**DESCRIPTION OF THE TASK**
Below are lines of data; count those that contain "white" and give the total alone.

**STUDY MATERIAL**

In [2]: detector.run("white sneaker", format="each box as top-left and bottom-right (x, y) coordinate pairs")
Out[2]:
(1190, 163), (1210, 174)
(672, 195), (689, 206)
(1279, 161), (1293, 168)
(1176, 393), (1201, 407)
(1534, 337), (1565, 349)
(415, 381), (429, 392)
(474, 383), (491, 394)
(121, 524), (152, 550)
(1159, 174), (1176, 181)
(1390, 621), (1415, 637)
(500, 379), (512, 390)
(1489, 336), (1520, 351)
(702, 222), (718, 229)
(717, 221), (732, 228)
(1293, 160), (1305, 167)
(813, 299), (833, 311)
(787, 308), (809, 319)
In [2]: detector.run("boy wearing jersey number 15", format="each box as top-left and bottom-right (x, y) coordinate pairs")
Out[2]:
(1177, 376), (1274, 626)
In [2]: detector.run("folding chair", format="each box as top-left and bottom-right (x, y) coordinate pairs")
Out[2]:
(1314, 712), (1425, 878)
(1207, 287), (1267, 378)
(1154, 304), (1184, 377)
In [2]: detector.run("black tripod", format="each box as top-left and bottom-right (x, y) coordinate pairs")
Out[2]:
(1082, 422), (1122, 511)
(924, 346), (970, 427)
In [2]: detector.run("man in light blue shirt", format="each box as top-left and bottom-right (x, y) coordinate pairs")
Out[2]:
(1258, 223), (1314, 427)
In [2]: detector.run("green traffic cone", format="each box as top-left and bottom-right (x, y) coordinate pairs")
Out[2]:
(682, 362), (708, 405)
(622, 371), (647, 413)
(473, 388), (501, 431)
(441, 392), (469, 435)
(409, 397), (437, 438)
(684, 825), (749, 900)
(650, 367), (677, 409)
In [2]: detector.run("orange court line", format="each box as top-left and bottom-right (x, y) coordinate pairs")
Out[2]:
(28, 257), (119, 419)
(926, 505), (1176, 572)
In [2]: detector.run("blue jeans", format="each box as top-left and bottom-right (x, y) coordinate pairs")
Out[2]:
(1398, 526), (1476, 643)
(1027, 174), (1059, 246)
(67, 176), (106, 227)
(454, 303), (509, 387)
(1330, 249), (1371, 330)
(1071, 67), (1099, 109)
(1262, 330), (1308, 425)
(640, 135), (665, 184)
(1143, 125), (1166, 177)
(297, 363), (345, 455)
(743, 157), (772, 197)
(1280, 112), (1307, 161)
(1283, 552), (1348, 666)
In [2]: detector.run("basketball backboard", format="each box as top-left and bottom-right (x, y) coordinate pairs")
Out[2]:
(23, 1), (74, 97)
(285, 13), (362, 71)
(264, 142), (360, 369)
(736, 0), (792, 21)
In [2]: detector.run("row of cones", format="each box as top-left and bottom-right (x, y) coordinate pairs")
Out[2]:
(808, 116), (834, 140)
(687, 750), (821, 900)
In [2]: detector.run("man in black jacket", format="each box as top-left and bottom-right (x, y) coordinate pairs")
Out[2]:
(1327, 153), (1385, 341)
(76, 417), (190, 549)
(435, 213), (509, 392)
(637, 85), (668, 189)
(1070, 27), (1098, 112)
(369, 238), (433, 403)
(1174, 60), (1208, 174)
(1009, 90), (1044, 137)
...
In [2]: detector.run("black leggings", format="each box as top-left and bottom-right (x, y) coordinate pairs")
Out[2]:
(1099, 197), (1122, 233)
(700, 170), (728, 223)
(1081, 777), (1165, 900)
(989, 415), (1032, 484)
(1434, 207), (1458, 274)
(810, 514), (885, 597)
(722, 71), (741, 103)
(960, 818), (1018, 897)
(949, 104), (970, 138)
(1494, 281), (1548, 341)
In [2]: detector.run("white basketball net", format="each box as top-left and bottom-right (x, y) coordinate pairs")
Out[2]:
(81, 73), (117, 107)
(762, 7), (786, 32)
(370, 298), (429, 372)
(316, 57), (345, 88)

**TASK RESPONSE**
2